[Start of Stored data]
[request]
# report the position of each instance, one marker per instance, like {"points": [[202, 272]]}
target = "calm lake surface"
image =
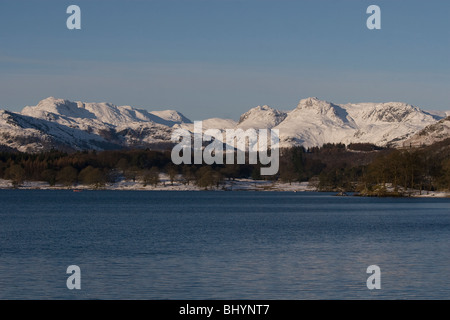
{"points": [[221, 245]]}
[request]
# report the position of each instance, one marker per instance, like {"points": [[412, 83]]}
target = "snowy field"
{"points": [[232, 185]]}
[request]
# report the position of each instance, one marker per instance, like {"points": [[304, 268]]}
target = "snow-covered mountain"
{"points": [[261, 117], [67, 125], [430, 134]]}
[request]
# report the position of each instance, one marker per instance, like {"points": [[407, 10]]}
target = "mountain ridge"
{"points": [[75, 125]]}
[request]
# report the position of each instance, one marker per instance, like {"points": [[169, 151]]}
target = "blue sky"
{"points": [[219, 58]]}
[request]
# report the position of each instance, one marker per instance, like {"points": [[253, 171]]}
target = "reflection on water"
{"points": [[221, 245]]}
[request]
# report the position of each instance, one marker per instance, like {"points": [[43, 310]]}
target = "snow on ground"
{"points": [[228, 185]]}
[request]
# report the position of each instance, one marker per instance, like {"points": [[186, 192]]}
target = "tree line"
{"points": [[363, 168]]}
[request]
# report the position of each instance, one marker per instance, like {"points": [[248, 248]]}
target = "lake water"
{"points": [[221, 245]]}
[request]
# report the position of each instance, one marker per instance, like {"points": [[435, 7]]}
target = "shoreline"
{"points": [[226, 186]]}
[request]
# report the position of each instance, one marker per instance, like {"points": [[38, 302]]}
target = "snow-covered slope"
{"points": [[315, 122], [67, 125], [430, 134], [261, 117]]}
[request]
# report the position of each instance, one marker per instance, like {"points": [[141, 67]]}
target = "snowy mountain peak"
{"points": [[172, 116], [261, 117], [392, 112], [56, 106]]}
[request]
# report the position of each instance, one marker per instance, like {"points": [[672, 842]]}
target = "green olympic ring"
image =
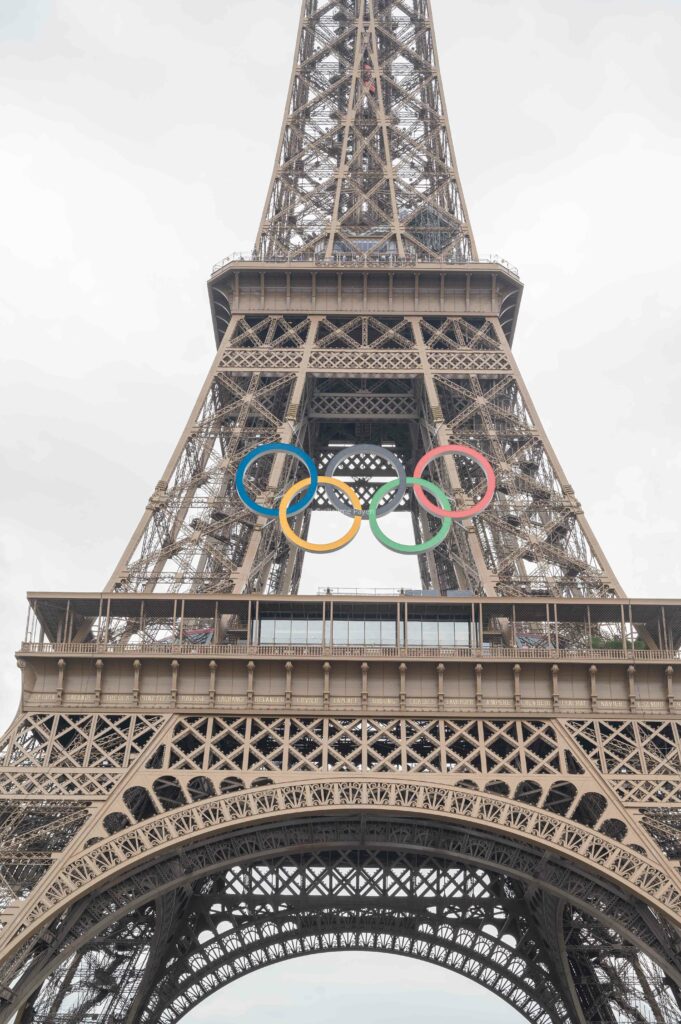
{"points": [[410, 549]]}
[End of Stored data]
[Start of Stored data]
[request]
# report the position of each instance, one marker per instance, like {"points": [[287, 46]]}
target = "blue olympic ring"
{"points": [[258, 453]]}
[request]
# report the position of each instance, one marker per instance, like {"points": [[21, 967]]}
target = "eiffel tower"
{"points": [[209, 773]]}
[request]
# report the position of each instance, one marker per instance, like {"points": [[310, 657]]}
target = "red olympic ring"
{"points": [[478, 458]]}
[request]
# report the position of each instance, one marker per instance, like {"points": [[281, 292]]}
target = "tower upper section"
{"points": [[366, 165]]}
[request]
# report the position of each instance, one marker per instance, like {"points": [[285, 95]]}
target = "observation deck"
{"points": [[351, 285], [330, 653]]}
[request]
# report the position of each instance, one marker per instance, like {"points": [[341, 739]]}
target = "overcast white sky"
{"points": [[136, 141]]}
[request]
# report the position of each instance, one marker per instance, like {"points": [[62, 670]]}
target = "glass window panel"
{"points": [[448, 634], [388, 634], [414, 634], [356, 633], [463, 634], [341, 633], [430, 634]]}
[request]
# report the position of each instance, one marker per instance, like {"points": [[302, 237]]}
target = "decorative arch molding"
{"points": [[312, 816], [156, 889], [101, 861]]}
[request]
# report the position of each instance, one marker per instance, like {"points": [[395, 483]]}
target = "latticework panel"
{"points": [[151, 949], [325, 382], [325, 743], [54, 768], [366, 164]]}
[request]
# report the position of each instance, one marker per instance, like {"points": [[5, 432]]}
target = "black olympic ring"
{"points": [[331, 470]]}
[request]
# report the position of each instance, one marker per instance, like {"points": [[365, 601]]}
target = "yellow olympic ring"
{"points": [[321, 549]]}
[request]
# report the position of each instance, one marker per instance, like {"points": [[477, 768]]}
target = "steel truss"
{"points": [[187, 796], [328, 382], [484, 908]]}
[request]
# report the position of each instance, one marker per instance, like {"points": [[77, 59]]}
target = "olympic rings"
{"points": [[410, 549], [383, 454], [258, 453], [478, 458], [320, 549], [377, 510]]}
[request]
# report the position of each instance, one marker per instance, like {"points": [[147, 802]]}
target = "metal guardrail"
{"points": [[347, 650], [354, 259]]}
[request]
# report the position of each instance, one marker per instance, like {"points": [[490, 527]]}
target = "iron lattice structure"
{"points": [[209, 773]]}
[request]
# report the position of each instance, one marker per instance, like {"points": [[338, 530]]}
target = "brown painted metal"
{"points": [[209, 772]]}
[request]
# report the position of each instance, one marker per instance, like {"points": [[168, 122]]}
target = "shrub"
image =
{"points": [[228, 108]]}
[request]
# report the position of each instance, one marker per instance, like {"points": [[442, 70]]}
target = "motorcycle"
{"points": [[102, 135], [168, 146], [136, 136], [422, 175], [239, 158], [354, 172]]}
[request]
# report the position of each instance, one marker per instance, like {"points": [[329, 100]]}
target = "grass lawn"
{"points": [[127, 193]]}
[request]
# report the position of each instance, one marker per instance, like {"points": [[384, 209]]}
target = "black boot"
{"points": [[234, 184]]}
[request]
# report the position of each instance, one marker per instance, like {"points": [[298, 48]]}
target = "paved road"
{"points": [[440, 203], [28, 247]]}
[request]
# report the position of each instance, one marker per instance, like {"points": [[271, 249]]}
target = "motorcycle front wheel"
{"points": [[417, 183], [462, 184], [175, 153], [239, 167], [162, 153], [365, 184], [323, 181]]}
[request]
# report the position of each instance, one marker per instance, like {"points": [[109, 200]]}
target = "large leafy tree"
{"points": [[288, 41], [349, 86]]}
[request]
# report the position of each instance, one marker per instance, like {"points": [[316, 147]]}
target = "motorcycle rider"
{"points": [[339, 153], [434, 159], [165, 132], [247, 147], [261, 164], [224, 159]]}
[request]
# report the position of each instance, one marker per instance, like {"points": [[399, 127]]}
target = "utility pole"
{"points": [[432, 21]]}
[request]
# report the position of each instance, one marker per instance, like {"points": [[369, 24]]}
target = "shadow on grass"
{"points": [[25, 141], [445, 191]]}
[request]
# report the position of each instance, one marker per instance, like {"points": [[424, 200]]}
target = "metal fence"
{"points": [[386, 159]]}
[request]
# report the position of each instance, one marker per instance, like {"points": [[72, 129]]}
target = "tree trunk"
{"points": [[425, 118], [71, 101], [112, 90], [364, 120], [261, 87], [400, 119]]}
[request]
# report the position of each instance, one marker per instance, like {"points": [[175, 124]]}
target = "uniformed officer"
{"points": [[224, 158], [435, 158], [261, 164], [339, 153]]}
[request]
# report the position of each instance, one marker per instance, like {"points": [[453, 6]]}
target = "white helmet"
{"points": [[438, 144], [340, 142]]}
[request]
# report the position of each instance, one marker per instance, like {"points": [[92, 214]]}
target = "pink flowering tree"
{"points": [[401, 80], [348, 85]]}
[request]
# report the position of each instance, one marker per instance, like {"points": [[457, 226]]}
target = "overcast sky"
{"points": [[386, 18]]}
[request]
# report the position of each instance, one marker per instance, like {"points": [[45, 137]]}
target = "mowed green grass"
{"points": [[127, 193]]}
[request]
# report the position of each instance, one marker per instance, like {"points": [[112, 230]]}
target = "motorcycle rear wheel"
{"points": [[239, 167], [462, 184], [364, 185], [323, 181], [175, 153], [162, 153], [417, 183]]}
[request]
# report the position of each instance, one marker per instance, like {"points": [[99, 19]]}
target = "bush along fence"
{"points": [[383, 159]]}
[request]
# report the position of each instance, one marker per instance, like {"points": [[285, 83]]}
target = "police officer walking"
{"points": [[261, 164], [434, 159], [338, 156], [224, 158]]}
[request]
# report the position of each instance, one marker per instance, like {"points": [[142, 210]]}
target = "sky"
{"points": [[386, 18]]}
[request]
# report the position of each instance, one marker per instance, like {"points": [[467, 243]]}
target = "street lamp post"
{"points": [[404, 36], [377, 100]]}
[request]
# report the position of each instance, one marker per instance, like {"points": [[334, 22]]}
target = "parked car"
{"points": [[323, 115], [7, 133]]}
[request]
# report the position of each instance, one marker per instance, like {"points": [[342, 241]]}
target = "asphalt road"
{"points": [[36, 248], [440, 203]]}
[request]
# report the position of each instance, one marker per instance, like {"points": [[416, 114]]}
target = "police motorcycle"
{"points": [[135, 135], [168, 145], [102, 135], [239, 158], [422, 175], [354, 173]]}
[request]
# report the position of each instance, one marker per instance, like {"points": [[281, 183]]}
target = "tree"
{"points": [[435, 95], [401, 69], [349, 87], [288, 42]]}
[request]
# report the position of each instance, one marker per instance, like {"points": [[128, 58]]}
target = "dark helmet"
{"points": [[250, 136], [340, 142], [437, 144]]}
[End of Stored data]
> [Set task]: How many lines in the records contain the string "fence"? Case counts, so give only the number of lines where it appears with exactly that capitalization.

> [Correct answer]: 2